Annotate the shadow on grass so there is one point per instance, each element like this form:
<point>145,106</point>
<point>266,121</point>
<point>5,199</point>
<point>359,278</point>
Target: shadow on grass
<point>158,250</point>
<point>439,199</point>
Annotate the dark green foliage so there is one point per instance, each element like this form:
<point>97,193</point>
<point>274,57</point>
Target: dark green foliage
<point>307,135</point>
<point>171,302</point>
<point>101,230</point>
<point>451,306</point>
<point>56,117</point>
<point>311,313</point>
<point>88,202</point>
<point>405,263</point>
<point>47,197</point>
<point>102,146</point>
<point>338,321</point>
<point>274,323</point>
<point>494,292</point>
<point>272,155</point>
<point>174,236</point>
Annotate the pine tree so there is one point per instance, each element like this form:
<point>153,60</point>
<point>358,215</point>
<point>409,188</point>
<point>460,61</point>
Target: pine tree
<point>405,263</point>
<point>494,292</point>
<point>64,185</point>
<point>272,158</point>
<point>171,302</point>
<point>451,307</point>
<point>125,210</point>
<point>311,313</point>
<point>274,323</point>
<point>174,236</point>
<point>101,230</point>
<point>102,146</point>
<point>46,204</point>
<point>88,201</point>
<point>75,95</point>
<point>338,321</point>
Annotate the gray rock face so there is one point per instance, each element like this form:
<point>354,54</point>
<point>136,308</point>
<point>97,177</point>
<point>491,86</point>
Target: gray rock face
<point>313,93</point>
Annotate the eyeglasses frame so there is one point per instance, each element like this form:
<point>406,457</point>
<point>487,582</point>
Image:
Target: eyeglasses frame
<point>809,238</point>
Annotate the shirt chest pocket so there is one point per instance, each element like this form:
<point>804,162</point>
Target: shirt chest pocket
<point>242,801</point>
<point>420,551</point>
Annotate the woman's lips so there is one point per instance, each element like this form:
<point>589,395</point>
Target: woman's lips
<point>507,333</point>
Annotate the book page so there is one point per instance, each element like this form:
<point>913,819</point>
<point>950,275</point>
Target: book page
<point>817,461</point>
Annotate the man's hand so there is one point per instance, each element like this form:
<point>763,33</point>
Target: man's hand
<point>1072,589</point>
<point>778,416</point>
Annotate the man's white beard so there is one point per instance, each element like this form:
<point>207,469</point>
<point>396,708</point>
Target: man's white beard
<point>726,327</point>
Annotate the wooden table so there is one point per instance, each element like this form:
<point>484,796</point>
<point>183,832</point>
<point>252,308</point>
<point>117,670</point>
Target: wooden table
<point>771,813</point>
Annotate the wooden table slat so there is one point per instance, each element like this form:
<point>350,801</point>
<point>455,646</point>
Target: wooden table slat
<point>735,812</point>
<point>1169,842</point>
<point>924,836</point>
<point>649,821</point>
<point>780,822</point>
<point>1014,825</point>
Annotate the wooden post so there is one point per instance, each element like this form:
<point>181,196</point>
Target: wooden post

##########

**What the task asks**
Copy the rows above word for word, everything from the line containing "Annotate the shirt" down to the line containing "<point>507,333</point>", with both of those lines included.

**Task output**
Annotate the shirt chest pocket so there is one point per instance, each element like this form:
<point>804,162</point>
Target: shirt chest pocket
<point>242,801</point>
<point>420,551</point>
Annotate the woman's lips so there is one point per instance, each element like this form:
<point>589,395</point>
Target: woman's lips
<point>507,333</point>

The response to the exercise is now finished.